● **TO DO**:
Rewrite the data from its beginning through the line containing "x=303 y=409", substituting "point" for "marker" and keeping everything else unchanged. Omit the pictures from your answer.

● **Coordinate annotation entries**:
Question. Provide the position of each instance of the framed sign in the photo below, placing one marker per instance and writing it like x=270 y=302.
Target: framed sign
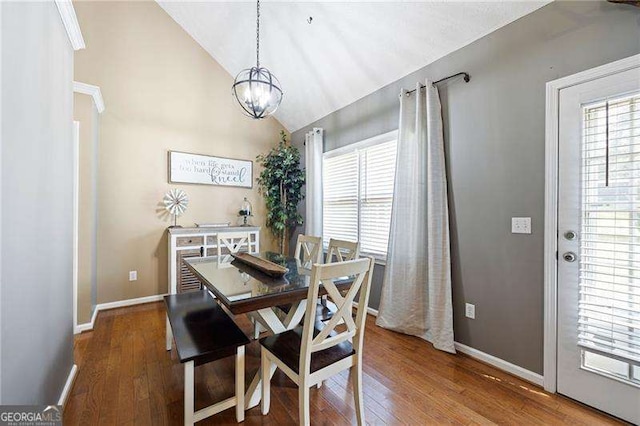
x=209 y=170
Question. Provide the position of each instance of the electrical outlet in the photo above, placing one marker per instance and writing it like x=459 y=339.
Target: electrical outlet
x=520 y=225
x=470 y=310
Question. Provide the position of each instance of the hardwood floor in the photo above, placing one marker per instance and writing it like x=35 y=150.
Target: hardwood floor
x=126 y=377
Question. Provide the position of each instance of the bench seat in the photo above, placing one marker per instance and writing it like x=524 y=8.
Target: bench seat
x=204 y=332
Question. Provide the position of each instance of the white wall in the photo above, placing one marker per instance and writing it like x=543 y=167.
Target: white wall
x=36 y=185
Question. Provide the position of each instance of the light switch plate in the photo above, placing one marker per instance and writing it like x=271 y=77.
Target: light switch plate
x=470 y=310
x=520 y=225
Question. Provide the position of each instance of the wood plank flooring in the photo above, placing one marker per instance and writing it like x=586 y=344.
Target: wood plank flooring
x=126 y=377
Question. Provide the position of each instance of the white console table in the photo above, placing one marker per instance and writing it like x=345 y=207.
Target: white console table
x=198 y=242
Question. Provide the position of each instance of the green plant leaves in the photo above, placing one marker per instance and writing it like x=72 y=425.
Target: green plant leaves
x=280 y=183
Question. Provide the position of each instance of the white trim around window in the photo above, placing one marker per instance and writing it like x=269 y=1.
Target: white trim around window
x=385 y=137
x=358 y=193
x=551 y=205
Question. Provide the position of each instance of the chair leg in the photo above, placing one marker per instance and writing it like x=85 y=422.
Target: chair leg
x=168 y=335
x=256 y=330
x=240 y=384
x=188 y=393
x=356 y=377
x=266 y=381
x=303 y=409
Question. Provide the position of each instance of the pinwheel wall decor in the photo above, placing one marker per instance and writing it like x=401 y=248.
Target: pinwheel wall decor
x=176 y=202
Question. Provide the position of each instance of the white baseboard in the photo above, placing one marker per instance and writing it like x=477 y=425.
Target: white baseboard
x=130 y=302
x=66 y=390
x=88 y=325
x=501 y=364
x=118 y=304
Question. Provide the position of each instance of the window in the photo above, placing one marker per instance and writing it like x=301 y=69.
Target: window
x=357 y=186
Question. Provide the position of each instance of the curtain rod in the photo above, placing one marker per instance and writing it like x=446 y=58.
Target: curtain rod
x=466 y=75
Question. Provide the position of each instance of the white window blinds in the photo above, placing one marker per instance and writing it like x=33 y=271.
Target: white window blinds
x=609 y=307
x=357 y=196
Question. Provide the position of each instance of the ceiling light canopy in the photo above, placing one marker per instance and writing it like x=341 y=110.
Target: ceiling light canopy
x=256 y=89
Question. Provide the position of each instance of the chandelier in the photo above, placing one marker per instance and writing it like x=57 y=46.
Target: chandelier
x=256 y=89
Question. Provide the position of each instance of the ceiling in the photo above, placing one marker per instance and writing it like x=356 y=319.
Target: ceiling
x=349 y=50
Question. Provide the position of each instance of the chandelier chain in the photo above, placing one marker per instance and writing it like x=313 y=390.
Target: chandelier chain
x=258 y=33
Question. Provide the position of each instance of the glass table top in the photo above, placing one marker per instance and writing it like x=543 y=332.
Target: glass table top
x=243 y=289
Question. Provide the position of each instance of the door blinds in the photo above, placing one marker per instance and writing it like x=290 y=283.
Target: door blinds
x=609 y=306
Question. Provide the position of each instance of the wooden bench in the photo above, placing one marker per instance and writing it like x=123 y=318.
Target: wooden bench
x=203 y=332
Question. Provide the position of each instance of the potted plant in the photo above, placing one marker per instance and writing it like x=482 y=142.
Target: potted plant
x=280 y=182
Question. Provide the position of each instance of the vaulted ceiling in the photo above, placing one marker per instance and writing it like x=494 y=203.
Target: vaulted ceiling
x=349 y=49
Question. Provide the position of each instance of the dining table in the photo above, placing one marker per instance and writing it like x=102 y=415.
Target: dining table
x=242 y=289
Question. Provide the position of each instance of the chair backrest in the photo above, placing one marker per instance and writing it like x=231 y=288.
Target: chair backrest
x=361 y=270
x=232 y=242
x=341 y=250
x=308 y=251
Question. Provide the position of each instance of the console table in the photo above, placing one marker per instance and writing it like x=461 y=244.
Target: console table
x=198 y=242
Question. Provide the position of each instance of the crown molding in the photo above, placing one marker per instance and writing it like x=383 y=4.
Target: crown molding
x=70 y=21
x=91 y=90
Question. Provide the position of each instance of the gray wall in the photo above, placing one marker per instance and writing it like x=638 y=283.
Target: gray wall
x=36 y=186
x=494 y=132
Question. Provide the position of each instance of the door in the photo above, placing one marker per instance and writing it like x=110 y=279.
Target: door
x=598 y=357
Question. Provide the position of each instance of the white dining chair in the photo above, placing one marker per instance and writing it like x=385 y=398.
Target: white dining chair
x=308 y=355
x=308 y=251
x=342 y=250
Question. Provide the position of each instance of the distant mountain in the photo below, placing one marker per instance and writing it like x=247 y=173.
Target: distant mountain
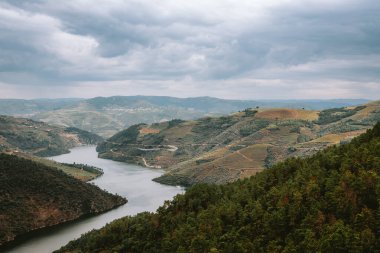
x=39 y=138
x=107 y=115
x=28 y=108
x=34 y=195
x=329 y=202
x=224 y=149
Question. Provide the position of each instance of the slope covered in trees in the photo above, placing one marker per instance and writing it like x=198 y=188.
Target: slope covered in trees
x=107 y=115
x=328 y=202
x=224 y=149
x=33 y=195
x=41 y=139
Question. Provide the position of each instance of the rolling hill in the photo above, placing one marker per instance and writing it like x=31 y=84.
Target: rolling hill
x=107 y=115
x=41 y=139
x=329 y=202
x=224 y=149
x=34 y=195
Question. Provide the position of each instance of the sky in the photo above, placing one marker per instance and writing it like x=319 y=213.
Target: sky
x=246 y=49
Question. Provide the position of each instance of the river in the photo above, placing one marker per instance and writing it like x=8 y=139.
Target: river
x=131 y=181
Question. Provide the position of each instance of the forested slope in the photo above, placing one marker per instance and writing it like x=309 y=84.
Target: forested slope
x=33 y=195
x=224 y=149
x=41 y=139
x=328 y=202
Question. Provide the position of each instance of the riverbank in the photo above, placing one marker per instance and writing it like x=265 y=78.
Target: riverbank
x=131 y=181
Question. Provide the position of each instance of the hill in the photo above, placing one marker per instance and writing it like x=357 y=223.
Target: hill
x=224 y=149
x=33 y=195
x=107 y=115
x=39 y=138
x=329 y=202
x=28 y=108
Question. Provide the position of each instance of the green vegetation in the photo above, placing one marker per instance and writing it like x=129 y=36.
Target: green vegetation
x=41 y=139
x=174 y=122
x=228 y=144
x=33 y=195
x=329 y=202
x=335 y=114
x=85 y=167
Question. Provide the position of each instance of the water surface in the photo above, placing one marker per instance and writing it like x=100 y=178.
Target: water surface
x=131 y=181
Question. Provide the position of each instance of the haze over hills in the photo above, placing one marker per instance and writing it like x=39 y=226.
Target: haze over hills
x=107 y=115
x=328 y=202
x=41 y=139
x=227 y=148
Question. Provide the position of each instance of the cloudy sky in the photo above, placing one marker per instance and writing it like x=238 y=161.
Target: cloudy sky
x=246 y=49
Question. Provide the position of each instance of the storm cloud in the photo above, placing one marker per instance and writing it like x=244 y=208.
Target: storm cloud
x=230 y=49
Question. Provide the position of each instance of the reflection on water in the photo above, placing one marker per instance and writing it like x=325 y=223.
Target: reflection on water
x=133 y=182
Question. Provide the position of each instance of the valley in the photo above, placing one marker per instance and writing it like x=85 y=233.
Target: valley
x=106 y=116
x=224 y=149
x=34 y=195
x=41 y=139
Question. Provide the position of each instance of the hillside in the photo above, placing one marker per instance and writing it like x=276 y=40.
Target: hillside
x=107 y=115
x=33 y=195
x=224 y=149
x=28 y=108
x=81 y=172
x=329 y=202
x=39 y=138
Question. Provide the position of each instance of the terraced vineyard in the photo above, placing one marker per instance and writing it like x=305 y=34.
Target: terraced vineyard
x=223 y=149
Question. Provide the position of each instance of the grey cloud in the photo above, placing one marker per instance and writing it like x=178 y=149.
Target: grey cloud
x=209 y=41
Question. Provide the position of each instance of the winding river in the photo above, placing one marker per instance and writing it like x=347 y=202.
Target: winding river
x=133 y=182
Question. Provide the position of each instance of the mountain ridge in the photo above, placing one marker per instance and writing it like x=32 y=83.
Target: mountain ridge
x=223 y=149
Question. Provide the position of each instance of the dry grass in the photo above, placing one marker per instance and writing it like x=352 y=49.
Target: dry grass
x=336 y=138
x=370 y=107
x=284 y=114
x=146 y=130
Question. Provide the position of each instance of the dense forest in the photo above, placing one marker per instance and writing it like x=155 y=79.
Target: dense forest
x=328 y=202
x=33 y=195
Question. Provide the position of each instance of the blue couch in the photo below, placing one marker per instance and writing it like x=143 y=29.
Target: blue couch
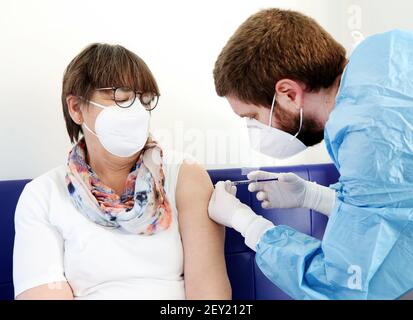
x=248 y=282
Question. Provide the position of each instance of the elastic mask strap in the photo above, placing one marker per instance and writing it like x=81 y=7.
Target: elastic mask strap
x=84 y=123
x=272 y=109
x=97 y=104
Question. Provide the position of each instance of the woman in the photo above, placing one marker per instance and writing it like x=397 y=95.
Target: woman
x=105 y=225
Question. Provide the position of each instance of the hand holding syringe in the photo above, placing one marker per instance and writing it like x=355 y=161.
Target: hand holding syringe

● **COMPLETE RESPONSE**:
Question. Provide the position of each instance of the framed sign in the photo below, placing one point per instance and writing it like x=270 y=302.
Target: framed sign
x=209 y=170
Question. Provide the position of each instance of the electrical outlet in the photo above, placing one point per instance and writing it like x=459 y=339.
Target: electrical outlet
x=520 y=225
x=470 y=310
Question. Provide the position of each instance of the hardwood floor in the photo above, placing one point per instance and writing it like x=35 y=150.
Target: hardwood floor
x=126 y=377
Question. Provide the position of each instance of the bench seat in the photo above, placing one point per instance and writing it like x=524 y=8.
Target: bench seat
x=204 y=332
Question. Provide the position of each instance of the white wall in the photo above, placing one point per instance and writing it like x=543 y=167.
Target: white wall
x=36 y=185
Question. Provide the position of each instance of the light switch plate in the photo above, placing one point per instance and writing it like x=271 y=77.
Target: light switch plate
x=470 y=310
x=520 y=225
Question. Provide the position of each instance of the wood plank flooring in the photo above, placing one point per instance and writing it like x=586 y=344.
Target: wood plank flooring
x=126 y=377
Question. Provide the position of each instance of the white console table in the photo above, placing one point per instance and writing it like x=345 y=207.
Target: white console table
x=198 y=242
Question. Provide the position of each instance of the green plant leaves in the photo above, placing one point per instance and writing it like x=72 y=425.
Target: green plant leaves
x=280 y=183
Question. Provide the position of each instance of the white trim around window in the photo above, placing one point per instance and writing it like x=269 y=1.
Target: white trim around window
x=385 y=137
x=358 y=193
x=551 y=205
Question. Provide the position of each instance of the chair leg in the photo above, placing one point per instance and writing it like x=85 y=422.
Target: chair leg
x=168 y=335
x=256 y=330
x=240 y=384
x=188 y=393
x=356 y=377
x=266 y=381
x=303 y=409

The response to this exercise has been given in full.